CONSIGNE 1
Traduisez en anglais la phrase suivante du passage cité : « Longtemps j'ai vécu seule, souvent avec mélancolie, parfois avec une certaine joie de vivre cette indépendance, cette liberté. »
CONSIGNE 2
Répondez brièvement à partir du passage cité :
(a) Quel nom porte le « méchant compagnon » avec lequel vit la personne qui écrit ?
(b) Quel jour a-t-elle revu le spécialiste ?
(c) À quoi le spécialiste dit-il que la maladie de Menière est associée ?
CONSIGNE 3
Extrayez du passage cité, sans rien modifier, la partie qui commence par « Longtemps j'ai vécu » et se poursuit jusqu'à « bousille ma vie. ».

------ PASSAGE CITÉ

Longtemps j'ai vécu seule, souvent avec mélancolie, parfois avec une certaine joie de vivre cette indépendance, cette liberté.
Aujourd'hui je vis avec un sale type, un méchant compagnon : Prosper Menière. Il bousille ma vie.
Toujours j'ai souhaité que ma vie ne se prolonge pas trop longtemps mais aujourd'hui je voudrai qu'elle s'arrête.
Le spécialiste (réputé) que j'ai consulté l'année dernière à la même époque, je l'ai revu jeudi, mes crises de vertiges étant de plus en plus rapprochées. Cette fois il a bien diagnostiqué : maladie de Menière et, comme si ça ne suffisait pas, associée aux vertiges positionnels "qui sont deux choses différentes" a-t-il précisé en poursuivant : "Menière, on n'en guérit pas. On vit avec. On essaie de gérer." On n'en meurt pas, malheureusement, sauf si... je... n'en peux plus...

------------
------ ENTRÉES FOURNIES

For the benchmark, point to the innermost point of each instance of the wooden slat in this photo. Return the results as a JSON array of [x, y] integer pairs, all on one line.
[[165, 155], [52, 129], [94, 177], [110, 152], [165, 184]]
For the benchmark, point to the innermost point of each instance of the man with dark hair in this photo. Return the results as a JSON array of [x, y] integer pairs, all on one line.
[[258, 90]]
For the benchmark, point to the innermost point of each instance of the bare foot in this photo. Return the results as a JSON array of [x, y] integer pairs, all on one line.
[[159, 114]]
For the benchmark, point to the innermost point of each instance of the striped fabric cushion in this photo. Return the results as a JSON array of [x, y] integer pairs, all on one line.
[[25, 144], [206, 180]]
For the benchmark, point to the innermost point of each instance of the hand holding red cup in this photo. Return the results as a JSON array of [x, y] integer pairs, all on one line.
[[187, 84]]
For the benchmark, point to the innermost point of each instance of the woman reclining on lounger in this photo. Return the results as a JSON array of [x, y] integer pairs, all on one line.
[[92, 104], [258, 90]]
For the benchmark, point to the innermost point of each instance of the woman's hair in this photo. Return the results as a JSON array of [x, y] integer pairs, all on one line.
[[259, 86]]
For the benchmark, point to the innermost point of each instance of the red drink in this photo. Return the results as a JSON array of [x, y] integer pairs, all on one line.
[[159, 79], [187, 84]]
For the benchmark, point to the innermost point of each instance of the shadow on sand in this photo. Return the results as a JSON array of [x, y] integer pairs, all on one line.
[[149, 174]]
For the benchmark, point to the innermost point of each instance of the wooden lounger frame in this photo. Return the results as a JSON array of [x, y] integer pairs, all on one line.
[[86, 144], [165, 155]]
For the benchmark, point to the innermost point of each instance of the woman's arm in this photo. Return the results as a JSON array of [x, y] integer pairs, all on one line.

------------

RÉPONSE RÉDIGÉE 1
For a long time I lived alone, often with melancholy, sometimes with a certain joy in living this independence, this freedom.

RÉPONSE RÉDIGÉE 2
(a) Prosper Menière.
(b) Jeudi.
(c) Aux vertiges positionnels.

RÉPONSE RÉDIGÉE 3
Longtemps j'ai vécu seule, souvent avec mélancolie, parfois avec une certaine joie de vivre cette indépendance, cette liberté.
Aujourd'hui je vis avec un sale type, un méchant compagnon : Prosper Menière. Il bousille ma vie.